TEXT FOR ANALYSIS:
A retrospective Longitudinal study of the use of serial Non-EPI DWI MRI scans to determine the growth of cholesteatoma

Abstract:

Introduction: It is an established practice to use non-EPI DWI MRI scans to detect the presence of cholesteatoma post operatively. In the present era of Covid-19 where routine surgery to remove cholesteatoma has been suspended resulting in potentially unprecedented demands on the service, a review of serial MRI scans performed over a 7 year period was undertaken to determine the rate of growth of cholesteatoma.

Materials and methods: A retrospective longitudinal study identified 24 middle ear cholesteatomas in 17 patients with serial non-EPI DWI MRI scans (having excluded those having surgical intervention between scans) for a median period of 33 months (range of 6-91 months). Cholesteatomas were measured by the first author and by the consultant radiologist.

Results: Of 24 cholesteatomas, 1 resolved completely, 5 reduced, 6 stayed the same size, 4 grew slowly and 8 grew significantly.

Conclusion: Non-EPI DWI MRI scans to determine cholesteatoma growth in asymptomatic ears is useful in triaging patients in the Covid-19 era.

Key words: Cholesteatoma MRI scans covid-19

Key Points:

Text:

The use of serial Non-EPI DWI MRI scans to determine the growth of cholesteatoma

Introduction: Middle ear cholesteatoma is mainly diagnosed clinically and the gold standard treatment is surgical removal of the disease. High-resolution computed tomography (HRCT) scan of the temporal bone provides useful information on the anatomy and location of potential disease but it is unable to differentiate cholesteatoma from cholesterol granuloma, fluid or other non-cholesteatoma soft tissue¹. The use of the canal wall-up approach to the surgical management of cholesteatoma or cartilage and hydroxyapatite granules to obliterate cavities prevents the detection of residual cholesteatoma clinically following surgery. It is now an established practice to use non-EPI DWI MRI scans to detect the presence of cholesteatoma post operatively with studies even reporting sensitivity and specificity of up to 100%^2-6.

In the present era of covid-19 where routine surgery to remove cholesteatoma has been suspended resulting in potentially unprecedented demands on the service, a review of serial MRI scans performed over a 7 year period was conducted to identify the behaviour with specific reference to the rate of growth rate of middle ear cholesteatoma. This was to determine whether all cholesteatoma requires surgical removal and secondly a means to prioritise cases for surgery particularly during a pandemic crisis.

Materials and methods: A retrospective longitudinal study of patients under the care of the first author who had had serial non-EPI DWI MRI scans between 2015 and 2019 were identified. The cholesteatomas in patients who had had surgical intervention on the ear between the serial scans were excluded. 20 cholesteatomas were detected on post-operative scans; 4 cases occurred in non-operated ears. Some patients who had cholesteatoma detected in otherwise asymptomatic ears elected to be managed conservatively with serial MRI scanning. They declined surgery due to the potential risks of surgery or personal circumstances whilst 2 were deemed medically unfit for surgery.

There was a total of 24 cholesteatomas in 23 ears in 17 patients. There were 10 males, 7 females. The age range was 10-72 years (3 were children) with median age of 32 years. All ears were examined under the microscope and an attic pocket was found in 6; 4 representing recurrent disease but in 2 this was new disease in a non-operated ear. The remaining 18 cholesteatomas were found in asymptomatic ears with no obvious cholesteatoma. The median period for monitoring was 33 months with a range of 6-91 months. All had at least 2 serial non-EPI DWI MRI scans.

ASSIGNED TASK A: Print the cholesteatoma MRI study word for word, everything from "Results: Of 24" down to "the Covid-19 era.".
ASSIGNED TASK B: In the cholesteatoma MRI study, how many of the 24 cholesteatomas grew significantly?

GIVEN INFORMATION:
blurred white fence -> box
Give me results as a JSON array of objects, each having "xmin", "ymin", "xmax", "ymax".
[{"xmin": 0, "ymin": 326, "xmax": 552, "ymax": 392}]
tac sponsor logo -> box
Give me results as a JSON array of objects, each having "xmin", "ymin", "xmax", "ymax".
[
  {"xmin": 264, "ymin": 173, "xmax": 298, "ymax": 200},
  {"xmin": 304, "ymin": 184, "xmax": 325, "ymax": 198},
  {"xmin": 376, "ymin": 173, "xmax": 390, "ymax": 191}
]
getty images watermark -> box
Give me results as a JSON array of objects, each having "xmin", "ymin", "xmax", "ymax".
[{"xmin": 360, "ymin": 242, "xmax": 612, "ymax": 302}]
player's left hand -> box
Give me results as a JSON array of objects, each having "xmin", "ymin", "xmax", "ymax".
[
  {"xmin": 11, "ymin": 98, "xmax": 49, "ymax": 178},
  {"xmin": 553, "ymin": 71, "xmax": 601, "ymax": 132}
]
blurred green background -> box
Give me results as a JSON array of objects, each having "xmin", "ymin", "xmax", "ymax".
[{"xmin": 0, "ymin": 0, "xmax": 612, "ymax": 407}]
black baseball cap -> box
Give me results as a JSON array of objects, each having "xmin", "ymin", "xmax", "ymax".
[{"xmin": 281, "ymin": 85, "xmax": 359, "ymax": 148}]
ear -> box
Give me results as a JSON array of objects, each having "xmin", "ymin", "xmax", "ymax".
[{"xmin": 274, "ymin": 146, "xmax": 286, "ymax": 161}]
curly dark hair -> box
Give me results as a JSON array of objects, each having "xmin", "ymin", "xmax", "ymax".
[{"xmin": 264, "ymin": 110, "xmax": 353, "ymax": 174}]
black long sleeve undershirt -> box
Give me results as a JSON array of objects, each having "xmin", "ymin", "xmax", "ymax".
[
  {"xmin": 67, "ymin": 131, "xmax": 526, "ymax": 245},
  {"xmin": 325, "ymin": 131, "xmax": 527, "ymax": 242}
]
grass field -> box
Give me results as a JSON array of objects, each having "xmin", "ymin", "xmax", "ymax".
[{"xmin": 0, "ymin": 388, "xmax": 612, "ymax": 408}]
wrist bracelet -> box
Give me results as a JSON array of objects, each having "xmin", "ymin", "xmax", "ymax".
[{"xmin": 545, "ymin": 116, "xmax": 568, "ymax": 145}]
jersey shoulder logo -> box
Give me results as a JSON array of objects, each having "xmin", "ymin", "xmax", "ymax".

TASK SOLUTION A:
Results: Of 24 cholesteatomas, 1 resolved completely, 5 reduced, 6 stayed the same size, 4 grew slowly and 8 grew significantly.

Conclusion: Non-EPI DWI MRI scans to determine cholesteatoma growth in asymptomatic ears is useful in triaging patients in the Covid-19 era.

TASK SOLUTION B: 8